DATA Block Start

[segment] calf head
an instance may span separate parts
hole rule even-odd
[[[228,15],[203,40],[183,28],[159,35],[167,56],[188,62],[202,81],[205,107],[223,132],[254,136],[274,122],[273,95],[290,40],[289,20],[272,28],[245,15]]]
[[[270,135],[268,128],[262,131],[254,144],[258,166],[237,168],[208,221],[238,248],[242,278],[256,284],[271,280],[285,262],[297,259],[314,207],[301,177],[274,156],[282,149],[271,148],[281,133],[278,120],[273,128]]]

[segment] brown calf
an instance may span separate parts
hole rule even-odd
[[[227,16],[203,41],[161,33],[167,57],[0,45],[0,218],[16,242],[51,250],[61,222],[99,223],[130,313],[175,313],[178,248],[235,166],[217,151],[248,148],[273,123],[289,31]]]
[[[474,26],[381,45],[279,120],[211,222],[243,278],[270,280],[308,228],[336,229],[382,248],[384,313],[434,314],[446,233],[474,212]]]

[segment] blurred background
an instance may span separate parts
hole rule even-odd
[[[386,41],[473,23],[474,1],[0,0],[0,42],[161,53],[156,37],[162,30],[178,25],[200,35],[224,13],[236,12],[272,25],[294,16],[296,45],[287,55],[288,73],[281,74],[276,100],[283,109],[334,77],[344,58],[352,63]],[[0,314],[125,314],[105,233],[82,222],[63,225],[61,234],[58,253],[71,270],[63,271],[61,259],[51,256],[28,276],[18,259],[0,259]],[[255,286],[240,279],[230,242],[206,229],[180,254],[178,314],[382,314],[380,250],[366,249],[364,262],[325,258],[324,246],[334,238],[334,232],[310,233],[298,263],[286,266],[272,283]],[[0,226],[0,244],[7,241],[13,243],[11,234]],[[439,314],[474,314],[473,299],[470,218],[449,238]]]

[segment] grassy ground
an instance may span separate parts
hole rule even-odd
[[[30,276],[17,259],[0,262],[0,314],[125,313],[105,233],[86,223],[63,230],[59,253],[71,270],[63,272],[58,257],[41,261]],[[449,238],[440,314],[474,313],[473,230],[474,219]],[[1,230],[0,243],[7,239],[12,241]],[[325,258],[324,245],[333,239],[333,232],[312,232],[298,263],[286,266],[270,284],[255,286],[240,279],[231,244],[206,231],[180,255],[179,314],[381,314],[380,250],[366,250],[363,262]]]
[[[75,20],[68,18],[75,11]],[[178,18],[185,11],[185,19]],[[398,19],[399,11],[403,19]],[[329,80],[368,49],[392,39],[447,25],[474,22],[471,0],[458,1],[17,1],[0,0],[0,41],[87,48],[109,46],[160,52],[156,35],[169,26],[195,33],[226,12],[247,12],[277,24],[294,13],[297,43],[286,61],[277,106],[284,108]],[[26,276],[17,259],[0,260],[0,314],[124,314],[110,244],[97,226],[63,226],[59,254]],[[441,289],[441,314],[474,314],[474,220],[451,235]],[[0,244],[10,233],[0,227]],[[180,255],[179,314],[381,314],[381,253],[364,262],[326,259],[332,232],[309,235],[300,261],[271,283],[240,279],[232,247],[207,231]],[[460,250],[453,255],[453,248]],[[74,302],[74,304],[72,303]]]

DATA Block End

→ **YOUR ASSIGNMENT**: Throughout the material above, find every line holding "segment" and copy it.

→ **RESULT**:
[segment] calf head
[segment] brown calf
[segment] blurred background
[segment] grassy ground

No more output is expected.